[Challenges]
1. Translate this sentence from the coffee tasting-notes thread into Spanish: "Best way to appreciate tasting notes is by cupping."
2. Reproduce the part of the coffee tasting-notes thread that begins at the words "## kennyboy993 (Jan" and stops after the words "my consumption rate.".
3. Answer these questions from the coffee tasting-notes thread:
(a) To about what temperature does MWJB ask whether the coffee is allowed to cool?
(b) How long does kennyboy993 say it took to get there?
(c) Why was the coffee that hotmetal once had called "the Earl's Mistress"?

[Excerpted passage]
******

# Tasting Notes



## DrRSG (Jul 11, 2017)

I have been trying quality beans from many roasters. Each comes with tasting notes but I try in vain to identify the tasting notes on the packaging.

I am a non-smoker in my 70's. How do others get on; have my taste buds atrophied?

Richard


----------



## MWJB (Feb 28, 2012)

How are you brewing the coffee?

Can you taste difference between beers, whiskies, fruit, chocolate, crisps?

Are you letting the coffee cool to around 50C?


----------



## kennyboy993 (Jan 23, 2017)

DrRSG said:


> I have been trying quality beans from many roasters. Each comes with tasting notes but I try in vain to identify the tasting notes on the packaging.
> 
> I am a non-smoker in my 70's. How do others get on; have my taste buds atrophied?
> 
> Richard


Has taken me nearly a year Richard at my consumption rate.

Took me months to appreciate the difference between 'tasting note' and 'taste'.

Keep going man, it's a long game that has incredible rewards if u stick at it ;-)


----------



## hotmetal (Oct 31, 2013)

Some of it is how you brew and the temperature of the coffee when you taste it as mark rightly points out. But (for me anyway) there is a difference between "Tastes like" and "Reminds me of". In my coffee drinking any tasting notes supplied with the beans are very much "hmm yeah I see what they mean" rather than an unmistakable "is this orange juice or coffee?". Sometimes I just don't get any of the notes. Other times I see what they're driving at. Very occasionally it's blindingly obvious even if you haven't seen any notes. Ethiopian natural is fairly unsubtle but it's one of my favourite coffees, and blueberries, strawberries, even rhubarb and jaffa cakes are fairly noticeable. I once had a coffee called "the Earl's Mistress" due to its bergamot notes. That was as subtle as a slap in the face- it tasted very much like Earl Grey tea, but with tasting notes of coffee!

'Mot du jour' appears to be "Hibiscus". I don't eat flowers much so I can neither confirm or deny the suitability of this note!


----------



## The Systemic Kid (Nov 23, 2012)

Best way to appreciate tasting notes is by cupping. Attending a cupping event where you can be guided helps but you can do it at home using some wide bodied cups - e.g. flat whites. There are plenty of videos explaining how to cup.

Appreciating tasting notes is same as wine wasting - takes a little practice but not difficult to master.


----------



## hotmetal (Oct 31, 2013)

The Systemic Kid said:


> wine wasting.


Brilliant! I assume that was deliberate irony playing on the 'slurp and spit', and not a Freudian slip?

I only spit wine out if it's horrible!


----------



## The Systemic Kid (Nov 23, 2012)

No, more a Freudian sip


----------



## grumpydaddy (Oct 20, 2014)

Sometimes milk hides flavour, othertimes it brings out flavour.

******

[Material provided]
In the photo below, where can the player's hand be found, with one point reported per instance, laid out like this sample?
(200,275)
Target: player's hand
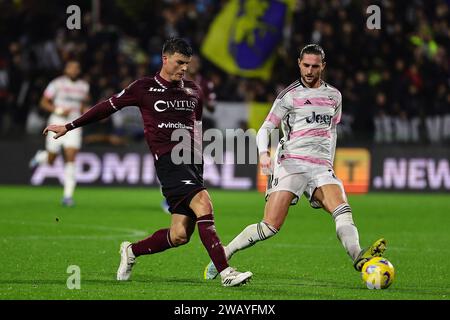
(59,130)
(265,162)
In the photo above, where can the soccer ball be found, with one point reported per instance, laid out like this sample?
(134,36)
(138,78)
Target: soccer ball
(378,273)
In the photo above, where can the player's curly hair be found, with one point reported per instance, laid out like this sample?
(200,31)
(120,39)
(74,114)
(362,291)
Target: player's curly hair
(312,49)
(174,45)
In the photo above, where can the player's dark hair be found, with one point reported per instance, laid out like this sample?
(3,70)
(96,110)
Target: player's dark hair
(312,49)
(174,45)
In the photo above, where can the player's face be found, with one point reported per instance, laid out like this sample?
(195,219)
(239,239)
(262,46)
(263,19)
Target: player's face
(72,69)
(311,67)
(175,66)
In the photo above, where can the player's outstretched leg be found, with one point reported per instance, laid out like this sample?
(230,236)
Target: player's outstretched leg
(69,184)
(247,238)
(157,242)
(40,157)
(127,261)
(230,276)
(375,250)
(201,204)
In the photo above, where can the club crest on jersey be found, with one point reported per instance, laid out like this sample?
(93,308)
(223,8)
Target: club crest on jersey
(319,118)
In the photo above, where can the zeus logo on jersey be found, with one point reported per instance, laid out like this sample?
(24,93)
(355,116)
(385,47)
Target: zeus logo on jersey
(319,118)
(178,105)
(171,125)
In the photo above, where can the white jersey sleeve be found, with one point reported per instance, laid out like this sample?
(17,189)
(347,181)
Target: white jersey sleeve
(50,91)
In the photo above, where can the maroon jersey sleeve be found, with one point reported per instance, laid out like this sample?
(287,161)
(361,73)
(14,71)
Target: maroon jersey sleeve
(128,97)
(201,101)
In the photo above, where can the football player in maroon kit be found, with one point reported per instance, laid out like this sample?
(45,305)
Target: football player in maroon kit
(168,102)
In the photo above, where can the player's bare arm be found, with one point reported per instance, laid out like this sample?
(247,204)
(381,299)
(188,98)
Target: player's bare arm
(265,162)
(58,129)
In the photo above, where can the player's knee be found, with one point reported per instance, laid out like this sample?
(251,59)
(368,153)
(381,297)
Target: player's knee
(203,206)
(266,230)
(179,239)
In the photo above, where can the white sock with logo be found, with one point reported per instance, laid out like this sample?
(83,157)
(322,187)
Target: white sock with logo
(69,179)
(249,236)
(346,230)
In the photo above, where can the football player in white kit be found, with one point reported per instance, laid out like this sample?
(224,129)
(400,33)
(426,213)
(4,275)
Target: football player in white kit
(308,111)
(66,98)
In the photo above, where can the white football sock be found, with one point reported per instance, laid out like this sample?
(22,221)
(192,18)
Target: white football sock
(249,236)
(346,230)
(69,179)
(41,157)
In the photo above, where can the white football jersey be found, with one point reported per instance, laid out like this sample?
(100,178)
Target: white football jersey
(308,118)
(67,94)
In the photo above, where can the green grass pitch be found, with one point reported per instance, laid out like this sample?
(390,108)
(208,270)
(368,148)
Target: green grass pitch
(304,261)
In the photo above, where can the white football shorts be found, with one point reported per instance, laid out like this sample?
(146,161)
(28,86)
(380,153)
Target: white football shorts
(302,179)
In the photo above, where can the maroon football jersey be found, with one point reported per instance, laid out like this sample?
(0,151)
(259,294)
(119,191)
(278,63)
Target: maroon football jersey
(165,106)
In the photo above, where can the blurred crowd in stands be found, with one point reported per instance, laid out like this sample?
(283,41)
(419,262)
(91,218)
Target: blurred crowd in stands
(395,81)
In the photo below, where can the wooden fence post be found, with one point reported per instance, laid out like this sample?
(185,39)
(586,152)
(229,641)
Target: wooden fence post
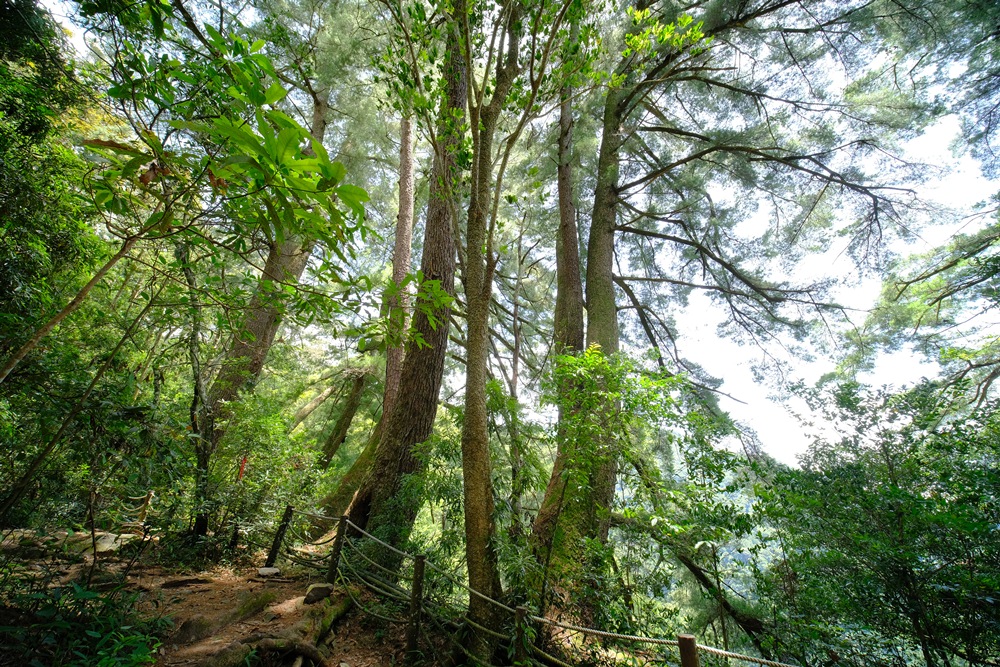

******

[Solutions to the exercise]
1. La mejor forma de apreciar las notas de cata es mediante la catación.

2.
## kennyboy993 (Jan 23, 2017)

DrRSG said:


> I have been trying quality beans from many roasters. Each comes with tasting notes but I try in vain to identify the tasting notes on the packaging.
> 
> I am a non-smoker in my 70's. How do others get on; have my taste buds atrophied?
> 
> Richard


Has taken me nearly a year Richard at my consumption rate.

3.
(a) Around 50C.
(b) Nearly a year.
(c) Because of its bergamot notes.